» **YOUR TASK**
Return the exact lines spanning from the line with "instance of the sky" through the last line of the entries, boundaries included, and no others.

· · ·

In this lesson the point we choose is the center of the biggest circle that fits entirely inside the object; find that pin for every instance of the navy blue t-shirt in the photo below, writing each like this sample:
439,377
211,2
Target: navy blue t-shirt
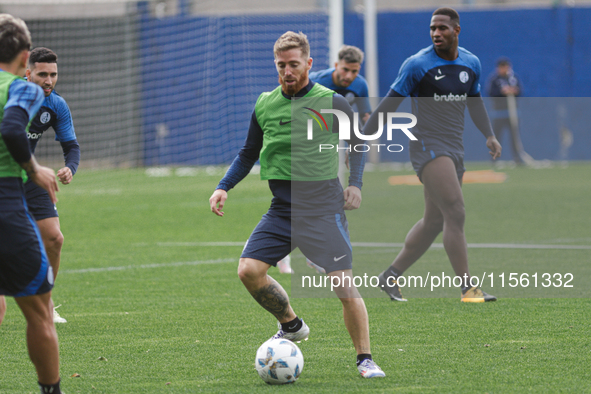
439,90
54,113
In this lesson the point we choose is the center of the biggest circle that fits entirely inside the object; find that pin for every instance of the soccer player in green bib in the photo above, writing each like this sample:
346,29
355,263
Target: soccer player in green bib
25,272
299,159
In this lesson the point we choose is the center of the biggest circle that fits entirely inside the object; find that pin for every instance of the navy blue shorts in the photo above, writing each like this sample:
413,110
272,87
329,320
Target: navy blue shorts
419,160
322,239
24,267
39,203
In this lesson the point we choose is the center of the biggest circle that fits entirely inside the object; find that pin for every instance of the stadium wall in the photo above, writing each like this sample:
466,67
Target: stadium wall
179,88
202,75
549,49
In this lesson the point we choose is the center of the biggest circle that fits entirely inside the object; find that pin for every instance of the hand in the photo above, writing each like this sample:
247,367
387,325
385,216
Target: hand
352,195
510,90
45,178
217,201
65,175
494,146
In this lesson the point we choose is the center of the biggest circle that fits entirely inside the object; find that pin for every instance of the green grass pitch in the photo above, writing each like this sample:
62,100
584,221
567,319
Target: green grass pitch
151,309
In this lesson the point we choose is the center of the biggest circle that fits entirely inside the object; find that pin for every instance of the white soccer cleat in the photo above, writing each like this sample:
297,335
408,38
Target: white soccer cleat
284,265
369,369
56,316
318,268
297,337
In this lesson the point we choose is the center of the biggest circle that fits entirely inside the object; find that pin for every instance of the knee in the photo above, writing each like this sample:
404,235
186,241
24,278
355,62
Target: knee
246,271
55,240
433,225
456,212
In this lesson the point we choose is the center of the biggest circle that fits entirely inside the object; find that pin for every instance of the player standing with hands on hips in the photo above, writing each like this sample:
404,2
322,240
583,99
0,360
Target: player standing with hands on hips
304,214
442,80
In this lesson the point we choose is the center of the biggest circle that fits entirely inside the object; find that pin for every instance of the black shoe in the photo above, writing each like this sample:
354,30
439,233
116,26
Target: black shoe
390,286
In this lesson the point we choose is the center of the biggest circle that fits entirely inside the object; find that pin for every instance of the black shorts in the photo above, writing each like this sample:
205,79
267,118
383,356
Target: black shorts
420,158
39,203
322,239
24,267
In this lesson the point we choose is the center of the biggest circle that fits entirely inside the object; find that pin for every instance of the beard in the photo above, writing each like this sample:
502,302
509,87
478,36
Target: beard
291,90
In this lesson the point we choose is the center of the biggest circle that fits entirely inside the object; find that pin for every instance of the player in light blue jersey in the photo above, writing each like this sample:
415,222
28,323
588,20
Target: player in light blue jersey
54,113
344,79
442,80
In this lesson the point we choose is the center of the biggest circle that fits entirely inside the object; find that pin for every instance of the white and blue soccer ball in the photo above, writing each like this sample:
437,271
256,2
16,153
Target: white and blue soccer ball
279,361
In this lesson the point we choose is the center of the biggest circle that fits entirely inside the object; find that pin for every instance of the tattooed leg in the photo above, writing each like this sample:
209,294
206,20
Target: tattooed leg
265,290
273,298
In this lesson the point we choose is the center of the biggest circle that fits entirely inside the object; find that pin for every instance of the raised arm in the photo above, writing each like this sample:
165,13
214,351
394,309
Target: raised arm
240,167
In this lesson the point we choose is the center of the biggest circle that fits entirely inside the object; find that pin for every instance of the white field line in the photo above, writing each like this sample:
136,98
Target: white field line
356,244
393,245
143,266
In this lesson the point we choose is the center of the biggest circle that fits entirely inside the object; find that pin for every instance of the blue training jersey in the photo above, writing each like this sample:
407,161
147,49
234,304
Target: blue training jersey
439,90
20,94
356,93
54,113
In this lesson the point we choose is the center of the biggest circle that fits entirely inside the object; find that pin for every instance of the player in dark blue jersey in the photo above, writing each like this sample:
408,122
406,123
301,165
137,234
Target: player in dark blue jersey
344,78
504,85
442,80
25,273
54,113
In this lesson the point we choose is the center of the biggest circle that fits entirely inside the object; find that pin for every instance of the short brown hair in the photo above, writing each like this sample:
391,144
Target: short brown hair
42,55
292,40
351,54
14,37
453,14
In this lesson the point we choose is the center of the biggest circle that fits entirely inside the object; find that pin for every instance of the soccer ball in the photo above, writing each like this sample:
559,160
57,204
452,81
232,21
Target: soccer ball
279,361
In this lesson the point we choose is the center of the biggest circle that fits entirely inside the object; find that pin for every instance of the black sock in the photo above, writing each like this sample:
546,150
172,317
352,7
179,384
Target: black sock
292,326
362,357
391,271
50,388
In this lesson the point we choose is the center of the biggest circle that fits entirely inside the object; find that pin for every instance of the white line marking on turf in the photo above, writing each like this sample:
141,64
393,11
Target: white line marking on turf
393,245
142,266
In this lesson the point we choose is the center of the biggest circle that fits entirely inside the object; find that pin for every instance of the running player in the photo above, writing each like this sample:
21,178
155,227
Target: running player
25,273
442,80
313,207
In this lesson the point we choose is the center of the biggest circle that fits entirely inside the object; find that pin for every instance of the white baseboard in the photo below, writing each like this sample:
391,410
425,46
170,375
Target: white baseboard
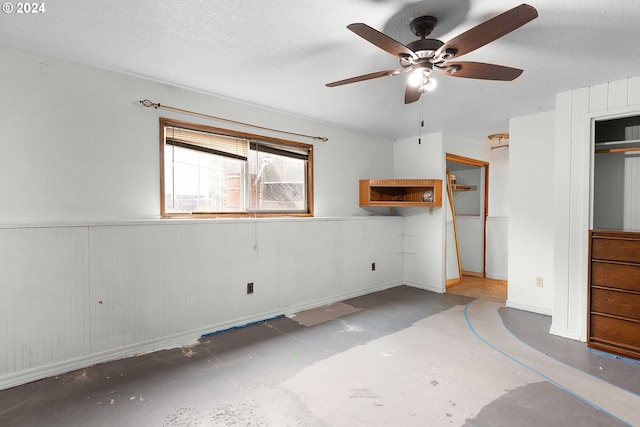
436,289
565,333
529,308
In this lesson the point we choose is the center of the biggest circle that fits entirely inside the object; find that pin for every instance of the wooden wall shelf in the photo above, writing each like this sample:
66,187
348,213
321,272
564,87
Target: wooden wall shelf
401,192
614,292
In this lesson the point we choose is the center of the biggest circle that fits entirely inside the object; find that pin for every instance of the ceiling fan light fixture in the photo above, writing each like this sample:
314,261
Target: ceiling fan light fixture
416,77
428,84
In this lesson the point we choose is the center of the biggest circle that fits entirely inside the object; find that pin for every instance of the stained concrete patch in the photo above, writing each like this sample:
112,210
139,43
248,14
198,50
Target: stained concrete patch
523,404
414,384
318,315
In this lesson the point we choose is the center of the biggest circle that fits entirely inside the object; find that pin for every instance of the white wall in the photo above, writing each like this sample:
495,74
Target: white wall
575,112
78,146
424,229
89,272
530,192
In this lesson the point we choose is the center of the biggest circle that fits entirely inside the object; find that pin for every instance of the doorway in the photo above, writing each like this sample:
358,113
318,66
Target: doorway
468,180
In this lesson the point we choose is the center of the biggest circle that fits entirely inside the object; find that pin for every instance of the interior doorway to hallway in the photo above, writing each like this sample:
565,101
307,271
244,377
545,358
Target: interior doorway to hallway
468,179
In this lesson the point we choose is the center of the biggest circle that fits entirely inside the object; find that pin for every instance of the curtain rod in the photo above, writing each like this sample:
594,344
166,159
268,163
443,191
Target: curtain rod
156,105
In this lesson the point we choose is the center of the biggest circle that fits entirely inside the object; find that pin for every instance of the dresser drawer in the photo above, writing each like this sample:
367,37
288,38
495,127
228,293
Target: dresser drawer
620,276
621,304
618,332
615,248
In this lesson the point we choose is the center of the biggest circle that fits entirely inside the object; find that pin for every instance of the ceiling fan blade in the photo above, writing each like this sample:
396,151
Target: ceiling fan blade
480,70
490,30
385,73
411,94
381,40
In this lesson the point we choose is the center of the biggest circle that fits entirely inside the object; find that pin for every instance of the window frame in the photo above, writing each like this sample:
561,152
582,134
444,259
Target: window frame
164,122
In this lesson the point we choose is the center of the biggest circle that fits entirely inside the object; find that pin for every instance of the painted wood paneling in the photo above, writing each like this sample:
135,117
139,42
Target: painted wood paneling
497,247
634,91
618,94
574,154
44,274
75,296
599,97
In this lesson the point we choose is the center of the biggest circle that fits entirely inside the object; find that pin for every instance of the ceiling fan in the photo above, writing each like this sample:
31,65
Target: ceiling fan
422,56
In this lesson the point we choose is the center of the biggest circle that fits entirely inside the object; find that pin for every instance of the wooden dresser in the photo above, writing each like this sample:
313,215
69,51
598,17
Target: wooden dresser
614,292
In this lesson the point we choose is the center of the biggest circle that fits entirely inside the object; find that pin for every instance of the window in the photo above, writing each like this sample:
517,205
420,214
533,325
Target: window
215,172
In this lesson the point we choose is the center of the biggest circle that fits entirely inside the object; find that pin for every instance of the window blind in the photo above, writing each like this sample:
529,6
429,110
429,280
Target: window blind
208,142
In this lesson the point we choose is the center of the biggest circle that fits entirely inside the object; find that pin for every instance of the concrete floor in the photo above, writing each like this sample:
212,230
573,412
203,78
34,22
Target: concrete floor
403,357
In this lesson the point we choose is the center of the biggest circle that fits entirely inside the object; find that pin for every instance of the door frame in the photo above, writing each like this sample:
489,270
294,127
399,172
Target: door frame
482,164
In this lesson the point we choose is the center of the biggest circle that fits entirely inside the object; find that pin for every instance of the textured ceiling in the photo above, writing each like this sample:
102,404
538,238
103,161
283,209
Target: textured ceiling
280,53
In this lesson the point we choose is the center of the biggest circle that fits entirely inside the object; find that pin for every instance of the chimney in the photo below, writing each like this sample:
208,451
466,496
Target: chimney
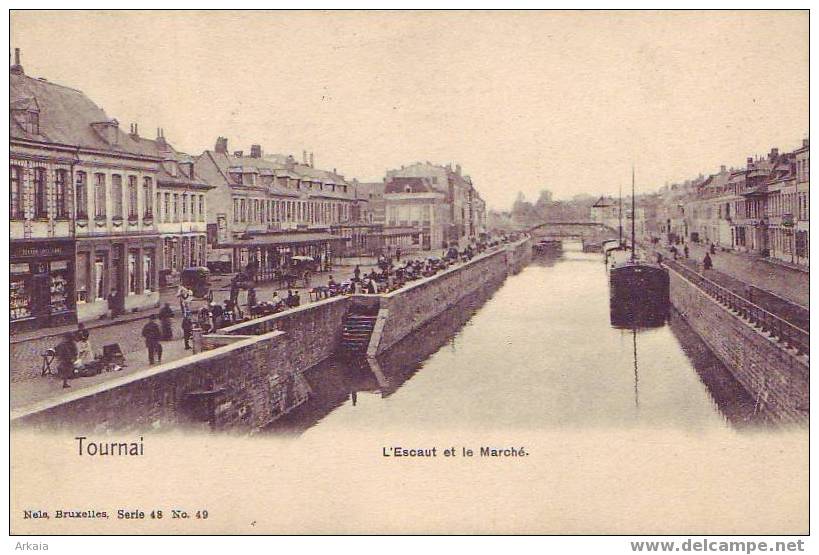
16,68
187,168
107,130
160,138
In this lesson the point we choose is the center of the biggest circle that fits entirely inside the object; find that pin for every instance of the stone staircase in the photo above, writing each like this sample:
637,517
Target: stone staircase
356,333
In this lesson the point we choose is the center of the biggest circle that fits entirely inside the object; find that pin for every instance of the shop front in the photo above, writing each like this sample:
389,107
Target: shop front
41,284
118,274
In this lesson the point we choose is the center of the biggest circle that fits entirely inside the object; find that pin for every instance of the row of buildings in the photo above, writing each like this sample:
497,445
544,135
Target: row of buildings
102,216
761,208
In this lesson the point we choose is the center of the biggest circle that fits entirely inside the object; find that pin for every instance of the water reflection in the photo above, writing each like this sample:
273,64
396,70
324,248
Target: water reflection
537,353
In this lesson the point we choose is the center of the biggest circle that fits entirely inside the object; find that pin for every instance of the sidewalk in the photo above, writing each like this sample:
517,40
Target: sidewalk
27,348
29,387
788,283
31,391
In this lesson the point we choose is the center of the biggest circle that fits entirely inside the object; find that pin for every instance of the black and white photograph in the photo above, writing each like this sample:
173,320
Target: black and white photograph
373,272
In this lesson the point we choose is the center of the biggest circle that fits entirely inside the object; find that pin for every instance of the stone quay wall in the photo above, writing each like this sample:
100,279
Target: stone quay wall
776,377
249,373
404,311
236,383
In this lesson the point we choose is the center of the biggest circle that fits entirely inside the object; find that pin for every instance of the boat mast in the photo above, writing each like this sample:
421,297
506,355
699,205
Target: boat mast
620,216
632,212
636,379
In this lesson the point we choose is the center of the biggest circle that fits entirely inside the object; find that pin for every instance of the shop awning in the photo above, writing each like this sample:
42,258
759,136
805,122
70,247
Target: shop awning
283,239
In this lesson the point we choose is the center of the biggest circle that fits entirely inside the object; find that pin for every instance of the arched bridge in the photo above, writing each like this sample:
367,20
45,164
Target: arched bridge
592,234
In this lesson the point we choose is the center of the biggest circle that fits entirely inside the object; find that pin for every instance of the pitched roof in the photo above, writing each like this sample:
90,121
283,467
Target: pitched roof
414,184
66,116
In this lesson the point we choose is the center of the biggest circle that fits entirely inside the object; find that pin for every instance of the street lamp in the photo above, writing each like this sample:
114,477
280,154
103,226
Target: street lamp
787,223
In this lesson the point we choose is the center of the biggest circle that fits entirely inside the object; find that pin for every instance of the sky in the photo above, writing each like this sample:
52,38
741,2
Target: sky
524,101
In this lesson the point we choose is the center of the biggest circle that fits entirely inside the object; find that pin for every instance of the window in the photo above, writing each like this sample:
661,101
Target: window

· · ·

» **ANSWER FOR THIS EXERCISE**
In this lesson the point we choose is the center of the biggest circle that fits entirely inside the object; find that pin for every instance of the sky in the photo above, writing each like this sample:
52,38
741,2
Target: sky
524,101
In this lesson the point we choose is the center of the biggest circle that fits entirely inside the object; find that pin for every instance of the window in the photo above, writing each like this sample:
661,101
Target: window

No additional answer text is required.